PROBLEM TO WORK ON
Please return every line in the entries below that contains the string "segment".

(Saved data entries)
━━━━━━━━━━

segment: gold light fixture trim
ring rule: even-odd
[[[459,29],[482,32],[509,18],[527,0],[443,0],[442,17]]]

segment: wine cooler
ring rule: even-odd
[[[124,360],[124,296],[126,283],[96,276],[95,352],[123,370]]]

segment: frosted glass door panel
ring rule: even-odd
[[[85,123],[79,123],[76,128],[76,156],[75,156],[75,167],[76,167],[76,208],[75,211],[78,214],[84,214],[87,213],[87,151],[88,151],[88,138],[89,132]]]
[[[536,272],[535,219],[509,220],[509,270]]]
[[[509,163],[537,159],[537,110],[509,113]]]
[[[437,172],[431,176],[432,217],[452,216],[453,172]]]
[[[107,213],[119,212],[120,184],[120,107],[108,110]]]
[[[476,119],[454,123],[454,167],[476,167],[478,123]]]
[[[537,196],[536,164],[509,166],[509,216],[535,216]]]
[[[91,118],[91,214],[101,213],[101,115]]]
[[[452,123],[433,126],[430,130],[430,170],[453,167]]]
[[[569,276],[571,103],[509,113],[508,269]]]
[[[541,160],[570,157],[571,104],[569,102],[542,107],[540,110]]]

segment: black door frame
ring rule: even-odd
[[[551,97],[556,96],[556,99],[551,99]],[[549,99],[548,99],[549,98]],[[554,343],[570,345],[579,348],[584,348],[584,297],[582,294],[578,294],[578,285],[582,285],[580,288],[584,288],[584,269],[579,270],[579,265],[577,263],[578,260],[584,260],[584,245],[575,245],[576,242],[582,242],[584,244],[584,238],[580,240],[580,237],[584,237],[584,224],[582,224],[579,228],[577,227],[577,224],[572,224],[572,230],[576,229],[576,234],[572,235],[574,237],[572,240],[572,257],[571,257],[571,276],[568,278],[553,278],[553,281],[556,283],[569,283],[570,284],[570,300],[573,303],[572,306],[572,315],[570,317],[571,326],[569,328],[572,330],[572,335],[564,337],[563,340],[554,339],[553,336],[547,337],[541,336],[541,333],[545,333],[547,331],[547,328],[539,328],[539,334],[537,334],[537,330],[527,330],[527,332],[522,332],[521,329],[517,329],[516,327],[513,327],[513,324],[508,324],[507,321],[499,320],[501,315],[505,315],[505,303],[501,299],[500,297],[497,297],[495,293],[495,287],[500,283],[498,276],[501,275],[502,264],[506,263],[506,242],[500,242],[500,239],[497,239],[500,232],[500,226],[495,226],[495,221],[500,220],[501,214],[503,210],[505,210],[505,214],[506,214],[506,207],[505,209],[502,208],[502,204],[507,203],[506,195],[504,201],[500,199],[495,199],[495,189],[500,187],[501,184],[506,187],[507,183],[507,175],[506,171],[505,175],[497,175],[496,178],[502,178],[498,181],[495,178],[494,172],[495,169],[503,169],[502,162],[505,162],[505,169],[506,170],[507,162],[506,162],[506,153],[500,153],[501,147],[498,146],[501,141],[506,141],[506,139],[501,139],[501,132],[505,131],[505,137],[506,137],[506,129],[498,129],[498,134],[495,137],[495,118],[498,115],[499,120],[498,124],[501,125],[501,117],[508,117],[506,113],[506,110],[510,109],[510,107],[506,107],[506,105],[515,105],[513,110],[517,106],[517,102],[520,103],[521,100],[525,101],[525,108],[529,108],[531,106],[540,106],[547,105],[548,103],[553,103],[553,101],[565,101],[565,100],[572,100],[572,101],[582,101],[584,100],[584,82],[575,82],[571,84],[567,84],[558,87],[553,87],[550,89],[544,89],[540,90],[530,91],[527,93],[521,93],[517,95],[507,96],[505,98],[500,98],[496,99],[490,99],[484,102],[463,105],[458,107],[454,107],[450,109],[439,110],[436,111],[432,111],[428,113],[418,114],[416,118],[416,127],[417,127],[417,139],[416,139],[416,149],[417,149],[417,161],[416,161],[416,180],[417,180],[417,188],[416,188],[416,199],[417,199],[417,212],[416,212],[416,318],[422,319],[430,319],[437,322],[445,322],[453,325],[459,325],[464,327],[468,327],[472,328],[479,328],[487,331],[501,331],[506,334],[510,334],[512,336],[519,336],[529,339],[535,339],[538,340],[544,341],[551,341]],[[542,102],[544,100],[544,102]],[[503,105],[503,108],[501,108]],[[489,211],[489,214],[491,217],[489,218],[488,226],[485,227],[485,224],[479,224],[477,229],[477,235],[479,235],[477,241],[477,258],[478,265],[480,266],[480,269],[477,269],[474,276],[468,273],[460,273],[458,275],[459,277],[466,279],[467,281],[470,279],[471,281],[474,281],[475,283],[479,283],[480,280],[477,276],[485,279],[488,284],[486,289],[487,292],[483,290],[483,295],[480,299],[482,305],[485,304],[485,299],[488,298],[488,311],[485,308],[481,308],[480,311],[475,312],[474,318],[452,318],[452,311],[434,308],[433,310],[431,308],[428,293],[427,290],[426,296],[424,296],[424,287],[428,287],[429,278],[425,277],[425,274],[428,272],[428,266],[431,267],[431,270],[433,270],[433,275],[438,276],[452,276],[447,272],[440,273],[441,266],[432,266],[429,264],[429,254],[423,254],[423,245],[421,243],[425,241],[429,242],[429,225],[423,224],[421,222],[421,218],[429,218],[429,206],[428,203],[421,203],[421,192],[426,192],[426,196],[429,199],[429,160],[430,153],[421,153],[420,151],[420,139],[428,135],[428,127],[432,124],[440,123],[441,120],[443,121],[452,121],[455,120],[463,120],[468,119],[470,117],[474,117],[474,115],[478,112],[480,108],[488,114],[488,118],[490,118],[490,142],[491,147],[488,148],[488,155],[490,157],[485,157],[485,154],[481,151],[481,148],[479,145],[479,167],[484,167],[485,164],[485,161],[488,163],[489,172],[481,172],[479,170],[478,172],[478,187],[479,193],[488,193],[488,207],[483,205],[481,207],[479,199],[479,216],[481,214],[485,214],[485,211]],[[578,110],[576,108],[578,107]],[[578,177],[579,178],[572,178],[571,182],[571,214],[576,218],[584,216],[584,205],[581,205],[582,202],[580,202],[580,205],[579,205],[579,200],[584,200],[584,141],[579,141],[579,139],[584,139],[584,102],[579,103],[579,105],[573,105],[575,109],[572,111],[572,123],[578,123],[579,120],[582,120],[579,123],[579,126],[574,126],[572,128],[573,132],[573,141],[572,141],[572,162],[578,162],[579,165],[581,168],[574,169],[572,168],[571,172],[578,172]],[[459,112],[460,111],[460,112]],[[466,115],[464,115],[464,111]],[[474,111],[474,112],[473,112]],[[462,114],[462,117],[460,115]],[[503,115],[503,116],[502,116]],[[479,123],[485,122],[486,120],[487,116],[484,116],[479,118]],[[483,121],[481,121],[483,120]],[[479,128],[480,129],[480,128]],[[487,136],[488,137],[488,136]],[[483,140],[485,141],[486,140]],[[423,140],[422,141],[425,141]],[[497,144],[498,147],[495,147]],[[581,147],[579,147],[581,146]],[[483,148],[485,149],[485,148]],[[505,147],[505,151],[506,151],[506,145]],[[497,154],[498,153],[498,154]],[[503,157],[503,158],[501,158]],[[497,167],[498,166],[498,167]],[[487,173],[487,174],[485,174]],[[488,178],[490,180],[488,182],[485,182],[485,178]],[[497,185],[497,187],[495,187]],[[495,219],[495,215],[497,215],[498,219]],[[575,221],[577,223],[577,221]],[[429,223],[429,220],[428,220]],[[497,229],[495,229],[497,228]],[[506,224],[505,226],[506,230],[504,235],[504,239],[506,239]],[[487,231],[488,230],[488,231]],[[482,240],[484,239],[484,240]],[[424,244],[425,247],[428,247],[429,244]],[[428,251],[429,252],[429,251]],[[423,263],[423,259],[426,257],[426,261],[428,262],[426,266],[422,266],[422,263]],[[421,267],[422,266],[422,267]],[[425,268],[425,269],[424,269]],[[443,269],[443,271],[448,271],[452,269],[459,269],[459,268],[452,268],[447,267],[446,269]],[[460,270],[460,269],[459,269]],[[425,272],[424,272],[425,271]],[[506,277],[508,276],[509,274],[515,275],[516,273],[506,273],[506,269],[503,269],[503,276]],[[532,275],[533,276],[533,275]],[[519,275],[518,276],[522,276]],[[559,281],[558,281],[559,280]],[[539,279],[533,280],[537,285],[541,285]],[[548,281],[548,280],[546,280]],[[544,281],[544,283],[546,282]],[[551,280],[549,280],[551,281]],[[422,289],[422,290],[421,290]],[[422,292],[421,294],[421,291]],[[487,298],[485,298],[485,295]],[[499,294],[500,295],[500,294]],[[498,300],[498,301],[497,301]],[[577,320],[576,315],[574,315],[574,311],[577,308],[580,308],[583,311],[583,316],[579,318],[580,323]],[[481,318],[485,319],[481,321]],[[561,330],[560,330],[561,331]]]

━━━━━━━━━━

THE RESULT
segment: gold light fixture trim
segment: wine cooler
segment: frosted glass door panel
segment: black door frame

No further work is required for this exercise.